- _TASK GOAL_: Show every line of the items below that contains the word "glove", copying each such line in full. Case counts.

- _DATASET EXCERPTS_:

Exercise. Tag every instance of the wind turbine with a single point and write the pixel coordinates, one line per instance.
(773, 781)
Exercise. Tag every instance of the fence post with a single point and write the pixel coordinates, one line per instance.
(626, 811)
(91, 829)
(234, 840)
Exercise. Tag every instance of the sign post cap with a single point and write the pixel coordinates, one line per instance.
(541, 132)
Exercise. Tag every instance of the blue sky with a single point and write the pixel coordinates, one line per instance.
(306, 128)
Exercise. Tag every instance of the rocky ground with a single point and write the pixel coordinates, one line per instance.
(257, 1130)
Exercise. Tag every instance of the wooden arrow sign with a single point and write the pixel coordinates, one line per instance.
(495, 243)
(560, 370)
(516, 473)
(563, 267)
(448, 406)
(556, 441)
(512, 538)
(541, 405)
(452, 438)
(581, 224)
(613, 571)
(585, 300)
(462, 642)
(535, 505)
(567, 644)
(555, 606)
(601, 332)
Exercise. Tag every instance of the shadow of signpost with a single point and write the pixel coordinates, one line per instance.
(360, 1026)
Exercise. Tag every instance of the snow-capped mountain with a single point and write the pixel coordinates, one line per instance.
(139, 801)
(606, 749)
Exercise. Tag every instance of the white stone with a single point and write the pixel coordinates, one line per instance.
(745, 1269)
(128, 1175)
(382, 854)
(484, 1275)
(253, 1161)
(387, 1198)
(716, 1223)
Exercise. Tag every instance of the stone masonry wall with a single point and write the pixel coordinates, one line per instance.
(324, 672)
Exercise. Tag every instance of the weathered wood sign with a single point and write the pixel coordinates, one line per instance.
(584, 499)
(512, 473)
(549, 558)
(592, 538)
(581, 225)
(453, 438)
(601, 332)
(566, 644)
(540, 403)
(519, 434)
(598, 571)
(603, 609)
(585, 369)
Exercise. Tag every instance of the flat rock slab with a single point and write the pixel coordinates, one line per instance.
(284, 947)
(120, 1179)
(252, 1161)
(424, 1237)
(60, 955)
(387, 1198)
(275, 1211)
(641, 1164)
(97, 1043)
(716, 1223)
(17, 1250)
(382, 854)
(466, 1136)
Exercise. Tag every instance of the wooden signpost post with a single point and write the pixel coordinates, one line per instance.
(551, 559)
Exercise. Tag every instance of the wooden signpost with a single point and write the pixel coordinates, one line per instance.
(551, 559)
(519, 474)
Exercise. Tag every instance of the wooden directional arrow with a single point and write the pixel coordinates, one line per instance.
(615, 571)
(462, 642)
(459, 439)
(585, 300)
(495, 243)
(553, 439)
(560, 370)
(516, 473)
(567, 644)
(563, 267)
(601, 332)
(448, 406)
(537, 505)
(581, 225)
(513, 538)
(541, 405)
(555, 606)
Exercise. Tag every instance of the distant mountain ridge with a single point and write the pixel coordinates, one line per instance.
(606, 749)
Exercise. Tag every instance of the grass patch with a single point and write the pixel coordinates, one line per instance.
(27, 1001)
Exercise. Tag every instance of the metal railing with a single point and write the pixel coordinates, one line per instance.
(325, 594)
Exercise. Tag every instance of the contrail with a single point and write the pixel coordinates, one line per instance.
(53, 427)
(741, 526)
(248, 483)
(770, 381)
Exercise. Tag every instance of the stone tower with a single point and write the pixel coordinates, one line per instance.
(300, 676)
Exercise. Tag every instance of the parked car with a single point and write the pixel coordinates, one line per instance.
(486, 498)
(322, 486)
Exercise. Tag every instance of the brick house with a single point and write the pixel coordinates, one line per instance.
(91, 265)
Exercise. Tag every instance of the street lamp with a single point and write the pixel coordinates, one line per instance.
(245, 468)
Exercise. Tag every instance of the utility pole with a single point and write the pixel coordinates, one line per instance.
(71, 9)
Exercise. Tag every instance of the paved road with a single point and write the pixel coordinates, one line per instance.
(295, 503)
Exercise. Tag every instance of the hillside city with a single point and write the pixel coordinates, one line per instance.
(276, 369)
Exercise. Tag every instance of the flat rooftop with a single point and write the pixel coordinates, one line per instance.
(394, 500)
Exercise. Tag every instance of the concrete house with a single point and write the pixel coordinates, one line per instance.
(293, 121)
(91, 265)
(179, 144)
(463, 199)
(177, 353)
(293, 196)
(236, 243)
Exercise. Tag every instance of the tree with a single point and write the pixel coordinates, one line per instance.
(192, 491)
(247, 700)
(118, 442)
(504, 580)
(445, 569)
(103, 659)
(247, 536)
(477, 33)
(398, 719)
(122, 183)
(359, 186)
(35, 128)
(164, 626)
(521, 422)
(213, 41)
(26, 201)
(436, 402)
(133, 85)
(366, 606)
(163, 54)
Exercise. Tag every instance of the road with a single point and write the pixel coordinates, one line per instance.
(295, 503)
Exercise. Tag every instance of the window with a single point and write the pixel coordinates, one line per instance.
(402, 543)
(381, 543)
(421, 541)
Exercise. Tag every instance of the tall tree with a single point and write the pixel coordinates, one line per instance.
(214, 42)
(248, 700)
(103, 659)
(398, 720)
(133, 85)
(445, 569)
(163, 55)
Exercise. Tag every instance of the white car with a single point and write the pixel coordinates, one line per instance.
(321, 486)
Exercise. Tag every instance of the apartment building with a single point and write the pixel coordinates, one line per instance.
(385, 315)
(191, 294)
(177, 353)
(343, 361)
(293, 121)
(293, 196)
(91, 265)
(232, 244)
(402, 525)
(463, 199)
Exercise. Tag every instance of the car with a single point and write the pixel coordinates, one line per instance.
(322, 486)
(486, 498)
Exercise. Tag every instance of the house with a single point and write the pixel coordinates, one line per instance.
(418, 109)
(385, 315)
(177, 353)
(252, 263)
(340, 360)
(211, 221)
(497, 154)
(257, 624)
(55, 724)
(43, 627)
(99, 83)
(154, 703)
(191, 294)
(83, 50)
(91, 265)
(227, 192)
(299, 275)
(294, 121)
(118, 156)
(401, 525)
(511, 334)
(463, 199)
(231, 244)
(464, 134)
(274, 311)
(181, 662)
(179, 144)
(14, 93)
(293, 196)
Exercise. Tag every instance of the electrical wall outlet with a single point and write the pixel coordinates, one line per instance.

==

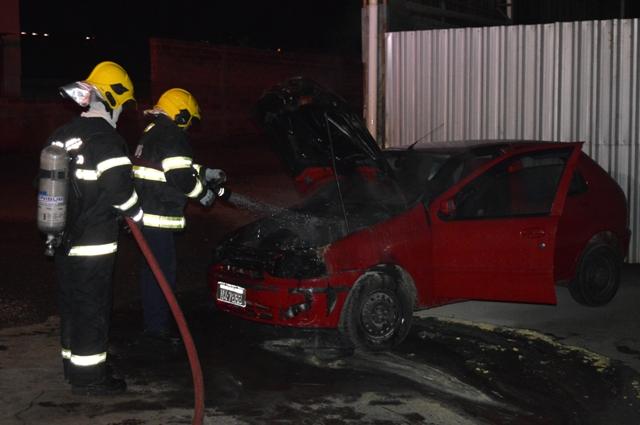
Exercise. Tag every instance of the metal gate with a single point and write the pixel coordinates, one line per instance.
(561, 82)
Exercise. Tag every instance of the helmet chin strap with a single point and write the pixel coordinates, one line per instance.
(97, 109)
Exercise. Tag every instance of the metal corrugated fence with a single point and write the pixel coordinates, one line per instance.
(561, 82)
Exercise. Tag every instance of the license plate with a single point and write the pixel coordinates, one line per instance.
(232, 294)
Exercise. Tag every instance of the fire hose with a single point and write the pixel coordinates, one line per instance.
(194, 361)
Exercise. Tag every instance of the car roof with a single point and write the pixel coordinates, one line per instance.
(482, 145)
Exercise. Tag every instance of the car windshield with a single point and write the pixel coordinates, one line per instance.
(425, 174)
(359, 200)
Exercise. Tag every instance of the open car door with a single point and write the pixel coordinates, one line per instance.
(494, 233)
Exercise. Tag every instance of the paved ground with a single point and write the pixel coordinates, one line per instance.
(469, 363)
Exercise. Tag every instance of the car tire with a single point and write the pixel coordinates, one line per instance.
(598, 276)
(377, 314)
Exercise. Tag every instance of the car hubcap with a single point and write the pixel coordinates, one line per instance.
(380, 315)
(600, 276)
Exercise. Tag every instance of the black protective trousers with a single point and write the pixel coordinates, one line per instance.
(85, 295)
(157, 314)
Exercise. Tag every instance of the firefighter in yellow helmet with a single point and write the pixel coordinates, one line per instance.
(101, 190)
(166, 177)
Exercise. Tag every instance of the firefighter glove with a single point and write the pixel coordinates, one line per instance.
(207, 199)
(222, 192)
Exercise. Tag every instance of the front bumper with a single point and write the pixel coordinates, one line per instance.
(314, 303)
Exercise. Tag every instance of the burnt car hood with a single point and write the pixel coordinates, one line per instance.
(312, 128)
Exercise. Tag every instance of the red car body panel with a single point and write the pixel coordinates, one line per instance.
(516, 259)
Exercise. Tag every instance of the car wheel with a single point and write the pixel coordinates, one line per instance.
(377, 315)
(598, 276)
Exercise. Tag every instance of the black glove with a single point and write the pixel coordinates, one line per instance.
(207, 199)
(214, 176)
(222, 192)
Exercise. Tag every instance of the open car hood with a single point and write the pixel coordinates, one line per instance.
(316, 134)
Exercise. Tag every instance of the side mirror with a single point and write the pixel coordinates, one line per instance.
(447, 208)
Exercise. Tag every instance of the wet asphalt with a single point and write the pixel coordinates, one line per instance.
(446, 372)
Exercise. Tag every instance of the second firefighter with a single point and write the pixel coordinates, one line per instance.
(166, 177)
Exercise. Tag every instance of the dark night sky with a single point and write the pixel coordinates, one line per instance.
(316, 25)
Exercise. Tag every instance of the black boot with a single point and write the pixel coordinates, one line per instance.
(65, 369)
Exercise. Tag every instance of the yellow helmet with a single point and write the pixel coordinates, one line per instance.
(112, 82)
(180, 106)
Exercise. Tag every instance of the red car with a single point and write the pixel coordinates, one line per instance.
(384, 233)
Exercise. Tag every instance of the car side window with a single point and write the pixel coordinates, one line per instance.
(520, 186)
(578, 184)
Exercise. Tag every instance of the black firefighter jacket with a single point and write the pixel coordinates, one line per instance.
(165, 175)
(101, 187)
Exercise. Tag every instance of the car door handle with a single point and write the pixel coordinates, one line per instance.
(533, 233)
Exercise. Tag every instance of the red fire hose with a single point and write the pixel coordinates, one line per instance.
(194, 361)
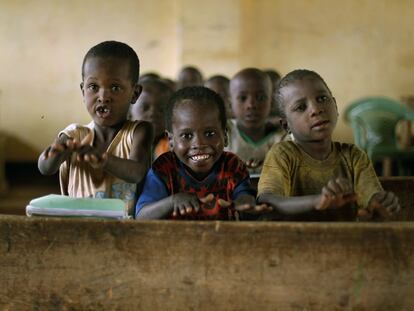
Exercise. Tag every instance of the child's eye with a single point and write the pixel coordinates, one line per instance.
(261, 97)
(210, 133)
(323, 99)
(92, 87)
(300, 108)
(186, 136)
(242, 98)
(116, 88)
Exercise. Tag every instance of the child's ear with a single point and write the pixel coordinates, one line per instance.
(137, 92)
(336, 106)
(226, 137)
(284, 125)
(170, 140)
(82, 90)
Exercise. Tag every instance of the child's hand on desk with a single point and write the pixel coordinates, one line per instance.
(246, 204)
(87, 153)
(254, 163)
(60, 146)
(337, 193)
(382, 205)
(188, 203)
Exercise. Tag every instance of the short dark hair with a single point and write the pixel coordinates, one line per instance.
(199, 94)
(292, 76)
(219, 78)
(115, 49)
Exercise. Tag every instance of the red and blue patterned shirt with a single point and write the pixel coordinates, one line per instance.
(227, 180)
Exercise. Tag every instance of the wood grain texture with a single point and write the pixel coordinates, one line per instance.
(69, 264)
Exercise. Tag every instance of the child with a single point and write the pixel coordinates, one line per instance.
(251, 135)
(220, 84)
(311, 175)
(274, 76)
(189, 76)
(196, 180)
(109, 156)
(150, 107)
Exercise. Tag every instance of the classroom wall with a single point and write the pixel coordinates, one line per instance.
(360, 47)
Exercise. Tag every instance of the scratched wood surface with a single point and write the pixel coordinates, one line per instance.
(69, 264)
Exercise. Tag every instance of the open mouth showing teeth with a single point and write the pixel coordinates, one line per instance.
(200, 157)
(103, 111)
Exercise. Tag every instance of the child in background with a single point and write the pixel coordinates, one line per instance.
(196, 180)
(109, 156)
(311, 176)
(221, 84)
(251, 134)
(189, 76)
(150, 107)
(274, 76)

- _RESPONSE_:
Exercise. Tag every instance of the firefighter glove with a single point and write the pixel coordinates, one line per instance.
Exercise. Tag every instance of the black glove with a single point and write the pixel coordinates, one line per instance.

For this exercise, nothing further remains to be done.